FRAGMENTO DEL DOCUMENTO:
----------------------------------------

Las pirámides de Egipto tienen pintados mensajes de hace 4.000 años en las que adultos refunfuñones de la época se quejaban de las nuevas generaciones: “Los jóvenes ya no respetan a sus mayores y no tienen sentido del deber ni del sacrificio”. Y hace 2.500 años Sócrates decía: “La juventud de hoy ama el lujo. Es maleducada, desprecia la autoridad, no respeta a sus mayores y parlotea en vez de trabajar”. Se ve que no hay tópico más grande que el de criticar a la juventud, siendo uno añoso, y sostener que las nuevas generaciones son una decepción y que van de cabeza a la catástrofe. Cosa que el tiempo ha demostrado que es falso, porque, si hubiéramos ido decayendo sin parar desde hace 4.000 años, a estas alturas seríamos amebas.
Así que no, cada generación no es peor que la anterior.

----------------------------------------

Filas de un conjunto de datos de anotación
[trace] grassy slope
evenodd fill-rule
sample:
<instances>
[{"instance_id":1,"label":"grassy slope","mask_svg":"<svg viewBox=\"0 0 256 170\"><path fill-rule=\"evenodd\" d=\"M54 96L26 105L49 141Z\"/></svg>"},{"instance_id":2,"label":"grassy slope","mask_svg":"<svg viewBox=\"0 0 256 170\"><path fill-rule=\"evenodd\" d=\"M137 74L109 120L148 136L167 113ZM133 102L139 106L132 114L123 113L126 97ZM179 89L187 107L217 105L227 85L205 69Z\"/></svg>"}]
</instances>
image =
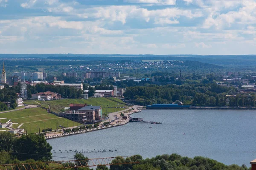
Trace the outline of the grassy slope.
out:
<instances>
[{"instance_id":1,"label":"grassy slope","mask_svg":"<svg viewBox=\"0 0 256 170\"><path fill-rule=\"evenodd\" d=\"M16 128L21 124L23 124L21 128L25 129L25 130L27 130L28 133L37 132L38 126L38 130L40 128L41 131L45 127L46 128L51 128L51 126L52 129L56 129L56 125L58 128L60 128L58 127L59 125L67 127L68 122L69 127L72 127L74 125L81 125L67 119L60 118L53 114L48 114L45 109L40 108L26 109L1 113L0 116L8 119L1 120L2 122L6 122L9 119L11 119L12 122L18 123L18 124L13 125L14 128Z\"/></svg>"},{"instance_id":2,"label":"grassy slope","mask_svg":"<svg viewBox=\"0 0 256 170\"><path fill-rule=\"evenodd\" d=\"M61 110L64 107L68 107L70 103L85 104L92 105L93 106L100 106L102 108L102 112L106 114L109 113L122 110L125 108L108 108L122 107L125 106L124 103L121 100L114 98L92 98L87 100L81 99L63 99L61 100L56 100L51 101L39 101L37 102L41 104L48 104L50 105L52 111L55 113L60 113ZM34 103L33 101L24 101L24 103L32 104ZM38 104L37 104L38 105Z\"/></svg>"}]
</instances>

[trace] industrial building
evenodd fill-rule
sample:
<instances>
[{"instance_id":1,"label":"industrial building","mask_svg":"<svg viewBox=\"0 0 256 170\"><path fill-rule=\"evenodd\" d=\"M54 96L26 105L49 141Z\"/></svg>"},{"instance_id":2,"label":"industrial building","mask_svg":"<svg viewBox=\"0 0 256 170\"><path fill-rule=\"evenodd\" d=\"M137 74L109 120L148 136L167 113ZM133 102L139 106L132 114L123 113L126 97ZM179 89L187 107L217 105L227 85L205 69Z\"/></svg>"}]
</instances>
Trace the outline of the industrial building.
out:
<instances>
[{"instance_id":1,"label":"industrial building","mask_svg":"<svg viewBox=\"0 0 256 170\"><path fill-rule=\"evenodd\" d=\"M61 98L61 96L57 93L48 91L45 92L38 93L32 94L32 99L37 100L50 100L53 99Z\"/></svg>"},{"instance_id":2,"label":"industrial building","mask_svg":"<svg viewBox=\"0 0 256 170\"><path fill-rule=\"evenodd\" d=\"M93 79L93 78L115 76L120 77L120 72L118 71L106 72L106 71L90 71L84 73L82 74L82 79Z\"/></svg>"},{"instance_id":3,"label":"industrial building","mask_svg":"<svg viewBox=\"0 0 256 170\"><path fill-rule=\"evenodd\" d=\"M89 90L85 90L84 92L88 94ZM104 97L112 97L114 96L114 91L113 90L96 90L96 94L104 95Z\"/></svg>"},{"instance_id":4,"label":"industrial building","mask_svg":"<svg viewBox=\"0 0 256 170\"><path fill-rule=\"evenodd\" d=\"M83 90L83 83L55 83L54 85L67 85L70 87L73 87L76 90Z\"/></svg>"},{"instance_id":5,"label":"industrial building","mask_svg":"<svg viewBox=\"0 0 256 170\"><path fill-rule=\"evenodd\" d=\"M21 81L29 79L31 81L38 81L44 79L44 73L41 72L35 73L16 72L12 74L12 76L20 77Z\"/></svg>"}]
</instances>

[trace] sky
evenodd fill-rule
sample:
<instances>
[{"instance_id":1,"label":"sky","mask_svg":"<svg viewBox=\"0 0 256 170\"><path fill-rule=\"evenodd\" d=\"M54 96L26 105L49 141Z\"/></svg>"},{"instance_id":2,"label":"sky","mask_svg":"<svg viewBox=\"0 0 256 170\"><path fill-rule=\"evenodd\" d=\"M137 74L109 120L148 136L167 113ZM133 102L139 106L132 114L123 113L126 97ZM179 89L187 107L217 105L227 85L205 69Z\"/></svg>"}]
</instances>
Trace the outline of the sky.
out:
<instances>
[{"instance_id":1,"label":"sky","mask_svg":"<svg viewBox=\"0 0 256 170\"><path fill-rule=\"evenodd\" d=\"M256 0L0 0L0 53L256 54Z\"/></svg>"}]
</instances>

----------------------------------------

EJERCICIOS:
1: Responda estas preguntas sobre el texto acerca de las quejas contra la juventud:
(a) ¿Qué antigüedad tienen los mensajes pintados en las pirámides de Egipto?
(b) ¿Hace cuántos años hablaba Sócrates de la juventud?
(c) ¿Qué seríamos a estas alturas si hubiéramos decaído sin parar desde hace 4.000 años?
2: Resuma en dos oraciones el texto sobre las quejas contra la juventud.
3: Prosiga el texto sobre las quejas contra la juventud a partir de su última oración.

SOLUCIONES:
1:
(a) 4.000 años.
(b) Hace 2.500 años.
(c) Amebas.

2: Desde hace miles de años los adultos se quejan de que los jóvenes no respetan a sus mayores, como muestran los mensajes de hace 4.000 años pintados en las pirámides de Egipto y las palabras de Sócrates de hace 2.500 años. Criticar a la juventud es un tópico falso, pues si hubiéramos decaído sin parar seríamos amebas, así que cada generación no es peor que la anterior.

3:
Cosa difícil de aceptar, lo comprendo. Es cierto que la nueva generación de “nativos digitales” tiene, por primera vez en la historia (o al menos en la historia que controlamos), un coeficiente intelectual más bajo que el de sus padres. Eso cuenta el neurocientífico Michel Desmurget en su reciente libro “La fábrica de cretinos digitales”. Sus datos resultan aterradores y concuerdan con otros estudios que demuestran el impacto de las nuevas tecnologías sobre el cerebro. La única parte buena de todo esto es que ahora los viejos podemos arremeter contra las nuevas generaciones contando por fin con cierta base científica. Aunque, pensándolo bien, como la tecnología también nos está fosfatinando la cabeza a los mayores, seguimos manteniendo con los más jóvenes la misma ratio de entontecimiento. No, no creo que sean peores que nosotros.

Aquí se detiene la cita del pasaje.